** RECORDS FOR THE EXERCISE **
--*--

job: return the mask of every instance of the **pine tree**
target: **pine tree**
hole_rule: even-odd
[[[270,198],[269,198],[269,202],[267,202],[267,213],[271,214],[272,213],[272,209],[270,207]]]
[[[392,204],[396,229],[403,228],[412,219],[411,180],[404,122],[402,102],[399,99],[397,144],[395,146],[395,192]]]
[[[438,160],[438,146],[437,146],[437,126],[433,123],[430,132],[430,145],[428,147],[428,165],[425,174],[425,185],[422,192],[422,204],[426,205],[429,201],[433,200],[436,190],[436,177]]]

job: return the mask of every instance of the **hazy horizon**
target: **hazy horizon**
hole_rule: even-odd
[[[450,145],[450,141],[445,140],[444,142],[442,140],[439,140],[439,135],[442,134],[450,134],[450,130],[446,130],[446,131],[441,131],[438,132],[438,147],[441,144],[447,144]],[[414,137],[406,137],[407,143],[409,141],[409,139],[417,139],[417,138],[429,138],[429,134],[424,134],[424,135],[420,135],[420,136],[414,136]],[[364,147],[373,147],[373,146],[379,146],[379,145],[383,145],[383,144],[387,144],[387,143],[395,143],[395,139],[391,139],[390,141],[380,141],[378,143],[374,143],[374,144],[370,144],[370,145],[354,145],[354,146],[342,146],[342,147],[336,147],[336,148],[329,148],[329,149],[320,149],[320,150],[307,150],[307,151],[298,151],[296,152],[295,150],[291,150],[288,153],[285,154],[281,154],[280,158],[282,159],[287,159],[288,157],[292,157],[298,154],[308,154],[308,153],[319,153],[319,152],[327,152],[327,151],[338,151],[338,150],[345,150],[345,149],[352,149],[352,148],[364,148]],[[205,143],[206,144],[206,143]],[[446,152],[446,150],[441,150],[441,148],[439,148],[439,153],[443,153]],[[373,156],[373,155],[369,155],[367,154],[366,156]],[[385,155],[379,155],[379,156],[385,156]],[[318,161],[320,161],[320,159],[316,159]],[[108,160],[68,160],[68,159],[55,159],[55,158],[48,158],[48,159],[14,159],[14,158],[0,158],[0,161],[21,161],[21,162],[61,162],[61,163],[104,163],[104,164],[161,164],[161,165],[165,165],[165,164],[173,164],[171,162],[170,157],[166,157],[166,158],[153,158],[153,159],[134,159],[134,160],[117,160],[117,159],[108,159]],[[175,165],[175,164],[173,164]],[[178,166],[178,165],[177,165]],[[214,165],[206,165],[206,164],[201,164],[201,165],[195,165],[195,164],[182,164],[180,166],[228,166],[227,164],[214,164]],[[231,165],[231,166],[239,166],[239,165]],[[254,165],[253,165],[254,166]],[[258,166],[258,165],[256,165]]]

--*--

** WHAT YOU WILL DO **
Looking at the records above, how many lines have the word "pine" in them? State the number only.

** EXERCISE SOLUTION **
2